::: Supplied entries

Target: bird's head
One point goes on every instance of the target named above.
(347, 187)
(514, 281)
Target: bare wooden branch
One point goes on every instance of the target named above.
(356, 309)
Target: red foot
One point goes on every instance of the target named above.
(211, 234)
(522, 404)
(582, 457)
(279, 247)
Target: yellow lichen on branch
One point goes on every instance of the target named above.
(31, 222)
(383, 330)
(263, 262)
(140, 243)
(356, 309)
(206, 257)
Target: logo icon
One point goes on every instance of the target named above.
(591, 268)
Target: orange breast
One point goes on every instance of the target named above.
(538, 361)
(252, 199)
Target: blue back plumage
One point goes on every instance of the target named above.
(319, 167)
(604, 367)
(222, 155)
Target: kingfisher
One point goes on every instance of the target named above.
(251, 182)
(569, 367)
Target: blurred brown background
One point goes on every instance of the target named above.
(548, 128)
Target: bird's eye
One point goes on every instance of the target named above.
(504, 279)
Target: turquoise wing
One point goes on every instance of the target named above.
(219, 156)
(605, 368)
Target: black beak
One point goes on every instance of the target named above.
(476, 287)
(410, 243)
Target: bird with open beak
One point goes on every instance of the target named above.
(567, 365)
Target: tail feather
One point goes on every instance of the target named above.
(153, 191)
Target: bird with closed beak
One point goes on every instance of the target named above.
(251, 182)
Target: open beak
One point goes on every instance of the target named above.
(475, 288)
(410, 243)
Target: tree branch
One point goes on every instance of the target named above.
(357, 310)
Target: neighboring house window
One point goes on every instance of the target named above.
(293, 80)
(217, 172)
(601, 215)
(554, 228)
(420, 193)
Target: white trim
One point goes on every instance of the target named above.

::::::

» **Exercise description**
Copy the records above faithfully. Begin at their first line, end at the line containing "Target: kingfisher", and include nothing else.

» **Result below**
Target: bird's head
One point goes on every instance of the target named above.
(347, 187)
(514, 281)
Target: bare wooden branch
One point goes on every instance of the target named above.
(356, 309)
Target: red foot
One point goes on every instance of the target named above.
(211, 234)
(522, 404)
(582, 457)
(279, 247)
Target: yellow lichen on branch
One point goes on every instance of the target named above.
(31, 222)
(383, 330)
(263, 262)
(140, 243)
(356, 309)
(206, 257)
Target: logo icon
One point goes on every instance of the target named above.
(591, 268)
Target: orange breast
One point goes on every instance of the target named above.
(538, 361)
(252, 199)
Target: blue back plumage
One point goes on every instance of the target named above.
(319, 167)
(604, 367)
(222, 155)
Target: kingfisher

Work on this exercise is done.